Select each line in the material below that contains the string "shirt" and copy it out. Case counts when matching.

#### PROVIDED RECORDS
** START **

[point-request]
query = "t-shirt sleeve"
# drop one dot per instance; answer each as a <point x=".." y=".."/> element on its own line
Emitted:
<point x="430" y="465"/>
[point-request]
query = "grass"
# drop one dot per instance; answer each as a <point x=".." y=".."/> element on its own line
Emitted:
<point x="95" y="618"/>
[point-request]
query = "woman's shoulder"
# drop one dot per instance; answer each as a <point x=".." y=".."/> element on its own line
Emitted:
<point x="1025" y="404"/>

** END **
** START **

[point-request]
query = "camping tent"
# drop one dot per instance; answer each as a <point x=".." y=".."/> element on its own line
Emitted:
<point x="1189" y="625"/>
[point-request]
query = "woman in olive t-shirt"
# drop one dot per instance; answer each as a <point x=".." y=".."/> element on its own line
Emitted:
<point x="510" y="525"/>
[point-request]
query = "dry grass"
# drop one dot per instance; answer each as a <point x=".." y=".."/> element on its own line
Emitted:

** END **

#### RESPONSE TO THIS EXERCISE
query = "t-shirt sleeve"
query = "woman in olive t-shirt"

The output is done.